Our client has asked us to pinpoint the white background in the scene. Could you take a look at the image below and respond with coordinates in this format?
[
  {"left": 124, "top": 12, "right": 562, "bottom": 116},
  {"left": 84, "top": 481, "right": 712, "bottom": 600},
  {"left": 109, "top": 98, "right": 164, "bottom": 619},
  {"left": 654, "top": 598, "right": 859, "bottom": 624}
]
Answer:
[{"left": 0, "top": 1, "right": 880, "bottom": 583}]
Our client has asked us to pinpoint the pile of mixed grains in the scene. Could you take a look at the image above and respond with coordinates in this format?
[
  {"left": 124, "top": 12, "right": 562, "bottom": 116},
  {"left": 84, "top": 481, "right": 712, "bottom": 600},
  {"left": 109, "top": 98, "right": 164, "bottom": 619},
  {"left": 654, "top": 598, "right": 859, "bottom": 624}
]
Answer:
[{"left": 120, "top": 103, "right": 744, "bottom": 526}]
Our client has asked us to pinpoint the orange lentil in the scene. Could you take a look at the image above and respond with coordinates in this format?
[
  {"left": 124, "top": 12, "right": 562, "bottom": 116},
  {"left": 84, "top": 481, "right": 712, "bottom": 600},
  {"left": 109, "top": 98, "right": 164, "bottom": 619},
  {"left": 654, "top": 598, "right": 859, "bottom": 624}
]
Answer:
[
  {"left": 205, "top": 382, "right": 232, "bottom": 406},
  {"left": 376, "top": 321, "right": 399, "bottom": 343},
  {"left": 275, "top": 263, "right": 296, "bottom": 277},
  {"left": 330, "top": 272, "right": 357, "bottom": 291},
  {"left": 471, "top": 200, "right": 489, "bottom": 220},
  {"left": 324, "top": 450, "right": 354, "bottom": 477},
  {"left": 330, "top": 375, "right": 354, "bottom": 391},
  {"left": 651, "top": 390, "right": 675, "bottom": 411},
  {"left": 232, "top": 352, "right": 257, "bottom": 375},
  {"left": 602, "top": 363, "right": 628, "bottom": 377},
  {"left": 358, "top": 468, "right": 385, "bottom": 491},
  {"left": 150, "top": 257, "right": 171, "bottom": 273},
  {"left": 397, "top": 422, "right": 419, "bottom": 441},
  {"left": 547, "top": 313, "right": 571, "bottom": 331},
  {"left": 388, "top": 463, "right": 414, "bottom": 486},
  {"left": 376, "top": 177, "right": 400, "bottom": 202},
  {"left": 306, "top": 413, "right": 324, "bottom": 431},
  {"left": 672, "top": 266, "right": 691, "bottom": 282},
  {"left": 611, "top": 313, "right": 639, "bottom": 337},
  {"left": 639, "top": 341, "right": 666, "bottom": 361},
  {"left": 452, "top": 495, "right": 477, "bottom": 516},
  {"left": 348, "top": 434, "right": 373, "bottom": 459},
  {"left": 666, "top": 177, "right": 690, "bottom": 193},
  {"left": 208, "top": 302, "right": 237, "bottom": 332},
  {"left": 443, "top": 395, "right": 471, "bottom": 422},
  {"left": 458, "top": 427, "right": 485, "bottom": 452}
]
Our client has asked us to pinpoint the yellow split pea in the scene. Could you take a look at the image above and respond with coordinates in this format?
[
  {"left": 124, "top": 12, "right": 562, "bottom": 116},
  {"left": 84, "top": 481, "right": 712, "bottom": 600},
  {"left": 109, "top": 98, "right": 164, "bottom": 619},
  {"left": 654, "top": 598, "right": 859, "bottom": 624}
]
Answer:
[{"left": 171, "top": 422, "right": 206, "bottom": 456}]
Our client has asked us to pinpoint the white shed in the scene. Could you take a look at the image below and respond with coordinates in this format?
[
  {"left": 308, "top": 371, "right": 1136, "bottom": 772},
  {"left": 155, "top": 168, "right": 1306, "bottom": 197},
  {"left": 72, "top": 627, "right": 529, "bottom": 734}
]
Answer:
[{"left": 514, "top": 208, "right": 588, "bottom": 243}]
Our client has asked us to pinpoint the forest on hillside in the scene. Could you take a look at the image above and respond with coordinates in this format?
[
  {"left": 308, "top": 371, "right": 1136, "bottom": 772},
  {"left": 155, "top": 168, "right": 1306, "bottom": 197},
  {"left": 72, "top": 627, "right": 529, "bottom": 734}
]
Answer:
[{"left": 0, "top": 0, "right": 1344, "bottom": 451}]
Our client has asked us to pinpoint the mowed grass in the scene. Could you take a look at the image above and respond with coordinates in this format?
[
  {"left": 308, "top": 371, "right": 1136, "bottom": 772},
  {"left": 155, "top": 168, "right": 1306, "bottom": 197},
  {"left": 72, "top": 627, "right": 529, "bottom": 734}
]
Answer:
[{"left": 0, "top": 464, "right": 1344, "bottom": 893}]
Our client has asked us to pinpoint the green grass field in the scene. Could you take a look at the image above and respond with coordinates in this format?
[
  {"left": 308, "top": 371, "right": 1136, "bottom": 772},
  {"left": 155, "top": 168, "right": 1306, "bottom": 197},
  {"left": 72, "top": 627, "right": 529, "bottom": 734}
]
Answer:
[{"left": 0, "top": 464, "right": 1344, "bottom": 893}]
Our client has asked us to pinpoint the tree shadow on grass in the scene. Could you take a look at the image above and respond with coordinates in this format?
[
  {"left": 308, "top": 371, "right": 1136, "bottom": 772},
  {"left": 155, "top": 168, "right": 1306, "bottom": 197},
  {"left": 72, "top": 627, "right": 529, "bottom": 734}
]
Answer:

What needs to be done: Extract each line from the data above that contains the word "white".

Result of the task:
Our client has asked us to pinpoint the white background in the scene. Could you take a look at the image below and respond with coordinates in this format?
Our client has asked us to pinpoint the white shed in the scene. Could you take a look at the image below and respond with coordinates in this format?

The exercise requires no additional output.